(Data listing)
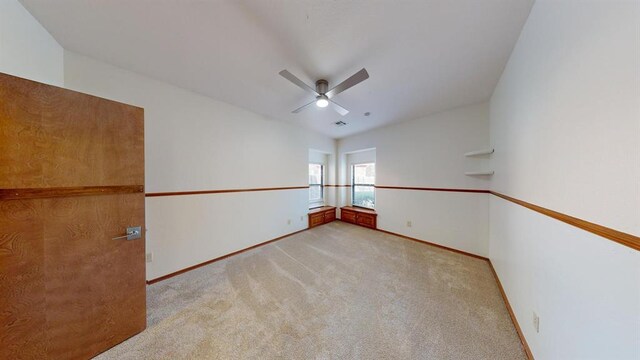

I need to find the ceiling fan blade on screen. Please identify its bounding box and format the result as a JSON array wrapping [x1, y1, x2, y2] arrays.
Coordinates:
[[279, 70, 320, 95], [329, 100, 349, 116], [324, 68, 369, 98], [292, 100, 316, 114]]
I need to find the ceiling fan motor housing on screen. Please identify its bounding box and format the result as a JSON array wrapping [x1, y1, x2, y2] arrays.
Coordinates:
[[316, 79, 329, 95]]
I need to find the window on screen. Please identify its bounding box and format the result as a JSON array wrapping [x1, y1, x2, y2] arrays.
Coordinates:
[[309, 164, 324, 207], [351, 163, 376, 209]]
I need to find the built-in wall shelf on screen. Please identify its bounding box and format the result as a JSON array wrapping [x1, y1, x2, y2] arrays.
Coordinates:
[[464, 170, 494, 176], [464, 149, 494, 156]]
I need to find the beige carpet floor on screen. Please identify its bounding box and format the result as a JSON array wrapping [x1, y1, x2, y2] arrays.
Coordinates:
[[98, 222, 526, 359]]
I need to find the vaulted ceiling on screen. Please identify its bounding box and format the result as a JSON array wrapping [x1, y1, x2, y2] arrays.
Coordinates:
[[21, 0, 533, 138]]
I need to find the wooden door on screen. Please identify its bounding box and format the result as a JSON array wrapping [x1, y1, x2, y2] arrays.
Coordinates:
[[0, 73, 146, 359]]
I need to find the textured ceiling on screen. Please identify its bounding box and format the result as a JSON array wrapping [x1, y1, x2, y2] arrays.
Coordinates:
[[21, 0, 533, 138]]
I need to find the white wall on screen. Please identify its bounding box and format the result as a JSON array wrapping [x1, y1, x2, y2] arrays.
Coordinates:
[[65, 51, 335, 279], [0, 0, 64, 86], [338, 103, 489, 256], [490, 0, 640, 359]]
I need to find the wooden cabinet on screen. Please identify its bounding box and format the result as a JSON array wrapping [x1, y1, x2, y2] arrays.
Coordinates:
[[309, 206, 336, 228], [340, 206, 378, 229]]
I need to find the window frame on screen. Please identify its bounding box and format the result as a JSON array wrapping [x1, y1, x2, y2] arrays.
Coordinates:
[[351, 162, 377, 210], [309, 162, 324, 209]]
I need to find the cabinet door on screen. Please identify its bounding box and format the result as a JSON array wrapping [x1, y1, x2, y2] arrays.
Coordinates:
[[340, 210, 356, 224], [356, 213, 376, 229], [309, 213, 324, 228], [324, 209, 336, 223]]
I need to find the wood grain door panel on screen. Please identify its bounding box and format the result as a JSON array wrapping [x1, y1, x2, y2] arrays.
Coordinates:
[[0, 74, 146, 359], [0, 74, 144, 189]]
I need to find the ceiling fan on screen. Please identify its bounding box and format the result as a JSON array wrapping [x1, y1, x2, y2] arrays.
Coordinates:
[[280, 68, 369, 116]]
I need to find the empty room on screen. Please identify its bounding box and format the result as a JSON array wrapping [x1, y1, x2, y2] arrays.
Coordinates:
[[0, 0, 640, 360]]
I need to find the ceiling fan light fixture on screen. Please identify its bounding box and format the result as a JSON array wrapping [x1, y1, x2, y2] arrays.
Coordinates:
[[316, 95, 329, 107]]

• [Written instruction]: Reproduce the data listing above with every instance of "Coordinates" renamed to "Bounding boxes" and all other text left unchanged. Omit the pictures.

• [Answer to this problem]:
I need to find the ceiling fan blade on screen. Please identify its bounding box and format the result as a JSON array wrapping [x1, y1, x2, y2] arrays.
Bounding boxes:
[[279, 70, 320, 95], [329, 100, 349, 116], [324, 68, 369, 98], [292, 100, 316, 114]]
I need to find the ceiling fan motor housing on screen. Please identify its bounding box and format the result as a JSON array wrapping [x1, y1, x2, y2] arrays.
Bounding boxes:
[[316, 79, 329, 95]]
I need to find the window on screen. Please identify its bounding box and format the result as a JSON array wrapping [x1, y1, x2, y2] arrays.
Bounding boxes:
[[309, 164, 324, 207], [351, 163, 376, 209]]
I need to find the built-in wall shelf on screen. Please identify its bounding box and format the result as a JSON array wrapping [x1, y1, x2, y2] arrays.
Bounding boxes:
[[464, 170, 494, 176], [464, 149, 494, 156]]
I need to find the beige carpet floor on screen. Please identify its bounding box and format the result as a JSON array wrapping [x1, y1, x2, y2] arrays.
Bounding boxes:
[[98, 222, 526, 359]]
I need to find the vaulted ceiling on screen. Please identify its bounding box and format the result as a JSON array wrapping [x1, y1, x2, y2] arrays.
Bounding boxes:
[[21, 0, 533, 138]]
I need to find the wooden door on screen. Please identify its bounding box and format the result as a JSON array wrapping [x1, y1, x2, y2] arrays.
Bounding boxes:
[[0, 73, 146, 359]]
I need to find the textured ceiling on screen. Please identify its bounding box and format the result as a JSON array wrapping [x1, y1, x2, y2] arrays.
Bounding boxes:
[[21, 0, 533, 138]]
I need to find the white wall on screen. Please identify its bounding box and format the result as a JSON array wrapping [x1, y1, x2, y2] arrays.
Bounding boxes:
[[65, 51, 335, 279], [0, 0, 64, 86], [338, 103, 489, 256], [490, 0, 640, 359]]
I need to find the wooden cabinet on screen. Please identify its bounding box and format the result as a JSON array wrapping [x1, y1, x2, y2] arrays.
Bounding boxes:
[[309, 206, 336, 228], [340, 206, 378, 229]]
I need to find the window frame on screen. Please identify its bounding box and format the result as a JSON array wrapping [x1, y1, x2, y2] arrays.
Bounding boxes:
[[351, 162, 377, 210], [309, 162, 324, 209]]
I need to find the cabinet door on screen. Please identify its bounding box and format the result as a JSON array wrapping [x1, y1, x2, y2] arrays.
Bounding boxes:
[[340, 210, 356, 224], [356, 213, 376, 229], [309, 213, 324, 228], [324, 209, 336, 223]]
I need to find the wood grain door panel on screen. Please identify its bounding box and format the result as a JSON array wrapping [x1, y1, x2, y2] arrays.
Bounding boxes:
[[0, 74, 146, 359], [0, 74, 144, 189]]
I need to find the ceiling fan on screen. Please identify its bounding box and format the result as a JSON array wrapping [x1, y1, x2, y2] arrays.
Bounding boxes:
[[280, 68, 369, 116]]
I need to find the empty room on screen. Please identify its bounding box and format the result as a JSON array wrapping [x1, y1, x2, y2] arrays.
Bounding boxes:
[[0, 0, 640, 360]]
I need to find the ceiling fan light fixture on screen. Please identify its bounding box and format the result as a JSON array wrapping [x1, y1, x2, y2] arrays.
Bounding boxes:
[[316, 95, 329, 107]]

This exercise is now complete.